#### Exercise:
Continue the Klamath Tribes' statement on the Klamath Basin from the point where it stops, writing the next part in the same voice.

#### Given passage:
------------------------------------

The Klamath Tribes are uniquely positioned to play a central role in resolving Basin problems to the benefit of all, and we are very serious about doing so. Therefore, instead of focusing on past hurts and inequities, we are focused on the future, on finding solutions that can work for everyone. In this spirit, we offer the following outline of our strategic approach to achieving economic and ecological health in the Klamath Basin. Our intent here is not to provide a greatly detailed strategy, but rather to facilitate a basic understanding of the problems driving the present conflicts and crises, and then to offer the key elements of viable long-term solutions.

We believe that our strategy provides a strong foundation for the development of an effective U.S. policy which can resonate throughout the nation, and perhaps the world. We envision a policy showing that economic and environmental concerns can be productively balanced, and that the honor of the U.S. can be upheld in its dealings with both indigenous peoples and its other citizens. While we firmly believe that successful policy can be built on the foundations we offer here, we are not naive about the challenges involved. Strong, even-handed, responsive leadership from the highest levels of the U.S. government will be the pivotal element in determining the success or failure of efforts to bring health and stability to the Klamath Basin.

Background and Description of Problems

It is our intent to approach the issues at hand in a positive, solution-oriented manner. However, it is crucial for policy-makers to understand the perspective from which the Klamath Tribes approach the present situation, so we must briefly detail some history. Social and ecological problems experienced here in the Klamath Basin are complex and have a 140+ year history. We refrain here from providing great detail, focusing instead upon the fundamental problems, which have brought us to the present situation; problems which must be resolved to achieve health and stability. We stand ready and able to provide detailed explanations and analyses of any component, and will await requests for further information to do so.

------------------------------------

[Shape annotation records]
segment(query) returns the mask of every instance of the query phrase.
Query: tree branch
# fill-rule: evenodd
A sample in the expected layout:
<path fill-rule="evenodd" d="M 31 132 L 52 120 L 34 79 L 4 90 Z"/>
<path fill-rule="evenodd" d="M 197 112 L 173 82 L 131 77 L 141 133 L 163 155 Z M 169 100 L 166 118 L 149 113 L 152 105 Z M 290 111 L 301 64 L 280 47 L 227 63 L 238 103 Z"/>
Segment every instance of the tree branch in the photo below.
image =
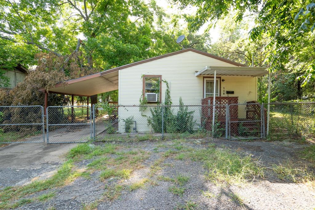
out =
<path fill-rule="evenodd" d="M 77 6 L 73 4 L 73 3 L 72 3 L 72 2 L 71 2 L 71 1 L 69 1 L 69 3 L 70 3 L 70 4 L 72 5 L 72 6 L 74 7 L 74 9 L 76 9 L 77 10 L 77 11 L 80 13 L 80 14 L 81 15 L 81 16 L 83 18 L 83 19 L 84 19 L 84 20 L 86 21 L 87 20 L 85 18 L 85 17 L 84 16 L 84 15 L 83 15 L 83 14 L 82 13 L 82 12 L 81 11 L 81 10 L 80 10 L 80 9 L 77 7 Z"/>
<path fill-rule="evenodd" d="M 2 38 L 4 39 L 7 39 L 7 40 L 9 40 L 9 41 L 11 41 L 11 42 L 13 42 L 15 43 L 17 43 L 17 42 L 16 41 L 15 41 L 14 39 L 11 38 L 2 36 L 2 35 L 0 35 L 0 38 Z M 53 53 L 55 55 L 57 56 L 62 56 L 61 55 L 59 54 L 58 53 L 55 52 L 54 50 L 49 50 L 48 48 L 45 47 L 43 47 L 41 45 L 38 44 L 37 44 L 36 43 L 34 43 L 34 42 L 32 41 L 29 42 L 26 41 L 22 41 L 23 42 L 25 43 L 25 44 L 31 44 L 32 45 L 35 45 L 35 46 L 36 46 L 38 48 L 39 48 L 41 50 L 46 50 L 46 51 L 48 51 L 49 52 L 51 52 Z"/>

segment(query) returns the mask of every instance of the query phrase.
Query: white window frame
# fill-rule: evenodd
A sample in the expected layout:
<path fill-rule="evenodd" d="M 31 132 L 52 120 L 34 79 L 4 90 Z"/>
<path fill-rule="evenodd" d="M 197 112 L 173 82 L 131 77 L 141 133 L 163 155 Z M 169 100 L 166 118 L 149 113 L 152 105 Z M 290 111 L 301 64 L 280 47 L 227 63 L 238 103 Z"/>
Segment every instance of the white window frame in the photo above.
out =
<path fill-rule="evenodd" d="M 217 97 L 217 96 L 218 97 L 218 96 L 220 96 L 220 79 L 217 78 L 215 80 L 216 80 L 216 83 L 217 84 L 218 84 L 218 89 L 217 89 L 217 90 L 218 90 L 218 95 L 217 96 L 217 95 L 216 95 L 216 96 L 215 96 L 216 97 Z M 210 81 L 214 82 L 214 80 L 215 79 L 214 79 L 214 78 L 204 78 L 203 79 L 203 85 L 204 85 L 203 86 L 203 90 L 204 90 L 204 92 L 203 92 L 203 98 L 205 98 L 206 97 L 206 84 L 207 84 L 206 82 L 207 82 L 207 80 L 208 80 L 208 81 L 209 80 L 210 80 Z M 208 93 L 208 94 L 212 94 L 212 96 L 209 96 L 209 97 L 213 97 L 213 94 L 214 94 L 214 93 Z"/>

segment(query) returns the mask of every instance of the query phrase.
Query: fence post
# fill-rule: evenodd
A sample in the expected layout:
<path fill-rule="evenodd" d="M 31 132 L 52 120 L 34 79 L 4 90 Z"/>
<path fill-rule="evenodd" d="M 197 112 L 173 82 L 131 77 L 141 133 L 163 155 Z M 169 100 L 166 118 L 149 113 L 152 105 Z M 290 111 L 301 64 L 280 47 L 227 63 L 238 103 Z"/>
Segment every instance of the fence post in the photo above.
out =
<path fill-rule="evenodd" d="M 264 138 L 266 137 L 266 125 L 265 124 L 265 107 L 264 107 L 264 103 L 261 103 L 261 107 L 262 109 L 262 135 Z"/>
<path fill-rule="evenodd" d="M 162 106 L 162 140 L 164 138 L 164 107 Z"/>
<path fill-rule="evenodd" d="M 93 104 L 93 138 L 95 140 L 95 106 Z"/>
<path fill-rule="evenodd" d="M 46 126 L 47 126 L 46 129 L 47 129 L 47 143 L 49 143 L 49 131 L 48 127 L 49 125 L 48 124 L 48 107 L 46 108 Z"/>
<path fill-rule="evenodd" d="M 227 127 L 228 126 L 228 121 L 229 120 L 228 116 L 228 113 L 229 111 L 229 107 L 227 103 L 226 104 L 226 110 L 225 111 L 225 138 L 227 139 Z"/>
<path fill-rule="evenodd" d="M 43 141 L 45 142 L 45 120 L 44 118 L 44 108 L 41 106 L 41 110 L 42 111 L 42 123 L 43 124 Z"/>

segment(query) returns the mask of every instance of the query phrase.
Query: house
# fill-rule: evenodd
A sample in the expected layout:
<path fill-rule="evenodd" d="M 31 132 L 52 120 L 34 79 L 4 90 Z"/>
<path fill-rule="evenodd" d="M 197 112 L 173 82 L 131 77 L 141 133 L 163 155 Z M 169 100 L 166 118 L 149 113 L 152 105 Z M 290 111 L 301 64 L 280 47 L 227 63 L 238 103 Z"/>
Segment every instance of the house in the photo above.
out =
<path fill-rule="evenodd" d="M 124 132 L 123 120 L 132 116 L 136 131 L 145 132 L 152 130 L 147 120 L 150 109 L 141 113 L 138 107 L 127 105 L 139 105 L 145 97 L 147 105 L 156 106 L 164 102 L 167 85 L 173 104 L 178 104 L 180 98 L 185 105 L 211 105 L 214 100 L 216 104 L 222 105 L 256 101 L 257 77 L 268 74 L 266 69 L 189 48 L 72 79 L 66 86 L 57 84 L 48 90 L 89 96 L 118 90 L 122 106 L 118 114 L 123 120 L 119 121 L 119 131 Z M 208 113 L 208 118 L 212 114 L 209 111 L 203 112 Z M 240 110 L 237 112 L 239 118 L 246 119 L 248 114 Z M 194 112 L 196 122 L 200 121 L 200 113 Z M 214 117 L 210 118 L 214 120 Z"/>
<path fill-rule="evenodd" d="M 9 84 L 7 87 L 1 87 L 0 85 L 0 88 L 12 89 L 15 87 L 19 83 L 23 82 L 27 75 L 27 69 L 19 64 L 12 70 L 4 70 L 4 75 L 9 78 Z"/>

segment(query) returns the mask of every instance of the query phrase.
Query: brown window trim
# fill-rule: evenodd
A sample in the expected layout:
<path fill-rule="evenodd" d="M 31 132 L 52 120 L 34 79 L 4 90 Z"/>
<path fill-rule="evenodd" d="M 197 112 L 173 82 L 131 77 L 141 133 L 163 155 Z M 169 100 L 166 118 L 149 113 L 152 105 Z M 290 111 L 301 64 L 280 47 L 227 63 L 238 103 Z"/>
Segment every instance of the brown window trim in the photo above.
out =
<path fill-rule="evenodd" d="M 215 79 L 214 77 L 203 77 L 202 78 L 202 98 L 203 99 L 205 98 L 204 98 L 204 79 L 208 79 L 208 78 L 213 78 Z M 220 81 L 220 91 L 219 93 L 219 97 L 221 96 L 221 84 L 222 83 L 221 81 L 221 77 L 216 77 L 216 79 L 218 79 L 219 81 Z"/>
<path fill-rule="evenodd" d="M 160 103 L 162 101 L 162 75 L 152 75 L 145 74 L 142 77 L 142 99 L 144 99 L 146 96 L 146 77 L 159 77 L 160 78 L 160 100 L 158 102 Z M 150 103 L 156 103 L 156 102 L 148 102 Z"/>

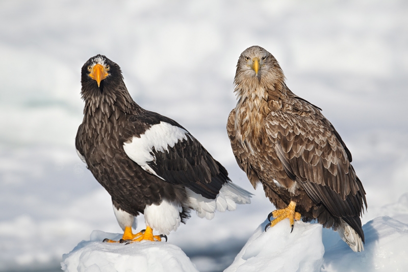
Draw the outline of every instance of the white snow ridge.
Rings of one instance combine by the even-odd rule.
[[[90,241],[82,241],[64,254],[62,270],[69,272],[198,272],[180,248],[166,242],[106,243],[121,234],[93,231]]]

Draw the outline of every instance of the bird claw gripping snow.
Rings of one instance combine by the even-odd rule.
[[[117,241],[110,240],[109,239],[105,239],[104,242],[119,242],[121,243],[124,243],[128,244],[133,242],[138,242],[143,240],[147,240],[148,241],[161,241],[162,238],[166,239],[166,241],[167,241],[167,236],[164,234],[160,234],[159,235],[154,235],[153,230],[148,226],[146,227],[145,230],[142,230],[140,232],[134,234],[132,232],[132,228],[130,227],[126,227],[124,229],[124,233],[123,233],[122,238]]]
[[[294,225],[294,221],[300,220],[300,214],[297,212],[295,211],[295,208],[296,207],[296,203],[294,201],[291,201],[288,207],[285,209],[281,209],[278,210],[275,210],[268,215],[268,220],[271,221],[270,218],[273,217],[275,219],[271,221],[270,223],[266,224],[265,227],[265,231],[269,227],[273,227],[276,225],[278,222],[282,221],[286,218],[289,218],[290,222],[290,226],[291,230],[291,233],[293,231],[293,226]]]

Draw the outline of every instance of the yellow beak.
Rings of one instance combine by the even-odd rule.
[[[100,81],[106,78],[108,74],[108,73],[104,71],[104,66],[98,63],[93,67],[93,69],[89,74],[89,76],[96,80],[98,84],[98,87],[99,87]]]
[[[258,75],[258,71],[259,71],[259,59],[258,58],[254,58],[252,59],[253,63],[252,65],[252,68],[255,71],[255,74],[257,76]]]

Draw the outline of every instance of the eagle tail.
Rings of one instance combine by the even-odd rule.
[[[360,252],[364,250],[363,239],[354,229],[343,220],[337,232],[342,239],[348,244],[353,251]]]
[[[226,210],[235,210],[237,204],[249,204],[252,194],[231,181],[222,185],[215,199],[206,198],[201,195],[187,189],[190,207],[197,211],[201,218],[211,220],[215,211],[224,212]]]

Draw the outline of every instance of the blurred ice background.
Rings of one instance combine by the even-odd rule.
[[[2,0],[0,271],[58,271],[93,230],[120,231],[74,146],[80,69],[97,53],[121,66],[137,103],[177,120],[255,194],[211,221],[193,214],[169,237],[201,271],[231,264],[274,208],[236,165],[225,129],[237,61],[253,45],[342,135],[367,192],[363,223],[386,215],[408,192],[406,1]]]

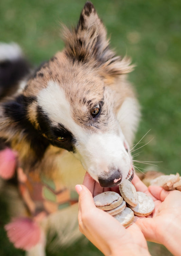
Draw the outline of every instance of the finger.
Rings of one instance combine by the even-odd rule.
[[[137,190],[145,193],[148,190],[148,187],[135,174],[134,175],[132,182]]]
[[[99,194],[102,193],[103,192],[103,188],[101,187],[100,184],[98,182],[95,182],[94,191],[93,192],[93,197]]]
[[[87,188],[84,185],[76,185],[75,189],[79,196],[78,202],[81,210],[89,210],[91,207],[95,207],[92,195]]]
[[[161,187],[156,186],[149,186],[148,190],[155,198],[162,202],[170,192],[170,191],[165,190]]]
[[[83,182],[83,185],[85,186],[93,194],[94,185],[95,182],[94,179],[86,172]]]
[[[113,191],[114,192],[117,193],[118,194],[120,194],[119,185],[116,186],[115,187],[112,187],[111,188],[111,191]]]
[[[147,241],[157,242],[154,220],[151,218],[138,218],[135,222]]]
[[[137,191],[141,191],[142,192],[145,193],[151,197],[153,200],[157,200],[157,199],[150,192],[148,187],[142,182],[135,174],[134,174],[132,180],[132,183],[135,187]]]

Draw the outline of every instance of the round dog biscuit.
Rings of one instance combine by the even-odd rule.
[[[155,208],[155,204],[151,197],[143,192],[137,192],[138,203],[133,207],[129,206],[134,213],[137,216],[147,216],[150,214]]]
[[[130,205],[135,206],[138,203],[138,198],[136,189],[128,180],[125,180],[119,185],[121,194]]]
[[[120,195],[112,191],[103,192],[94,198],[96,206],[104,210],[115,208],[120,205],[123,200]]]
[[[131,225],[134,218],[134,212],[130,208],[126,207],[123,210],[113,216],[125,227]]]
[[[111,215],[115,215],[116,214],[117,214],[121,212],[121,211],[123,211],[125,207],[126,202],[123,200],[120,205],[119,206],[116,207],[115,208],[112,209],[112,210],[105,211]]]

------------------------------------

#### Result of this exercise:
In the Treaty of 1864, the Klamath Tribes reserved hunting, fishing, and gathering rights on 2.2 million acres of land, essentially encompassing the entire Upper Klamath River Basin above Upper Klamath Lake. Over time, reservation boundaries were resurveyed and changed until in 1954 the reservation was reduced to 1.1 million acres. The Termination Act of 1954 led to the loss of federally recognized tribal status as well as the conversion of a major portion of our ancestral lands into the Winema and Fremont National Forests. Termination precipitated a time of severe economic and social devastation from which we are struggling to recover. In 1986 the US acknowledged the failure of the termination era policies by restoring our federally recognized tribal status. While this step restored some capability and authority to influence resource management, it was not accompanied by the return of our ancestral lands, and so was insufficient to overcome the legacy of devastation wrought on the landscape during the termination era.

It is vital to understand that the Klamath, Modoc, and Yahooskin peoples have been on this land for hundreds of generations, thousands of years before the ancestors of the American pioneers had any idea that the North American continent even existed. When we go out into the land, we can literally feel the permanent presence of our people throughout history, a sense of belonging that cannot really be described or fully understood by outsiders. Our land was taken from us in stages from 1864 to 1954, until we were left with none. Since 1864 we watched as enormous changes were made across the landscape; we watched Upper Klamath Lake turn into a cesspool, the streams and rivers degraded, the marshes plowed under, the salmon disappear, the sucker fishery plummet, the deer herds decline to all-time lows, sacred places trampled and pillaged, and the forests completely changed in character.

Many decades of industrial forestry, agricultural development, and other changes led to a complete transformation of our landscape, and resulted in the decimation of natural resources vitally important to the spiritual, cultural and economic livelihoods of the tribal community. Radical changes in forest structure and composition contributed to tremendous declines in our mule deer herds. Places sacred to our people have been trampled and pillaged. Road development has criss-crossed our ancestral lands with an amazingly dense road network. What little old growth forest remains occurs in small isolated patches.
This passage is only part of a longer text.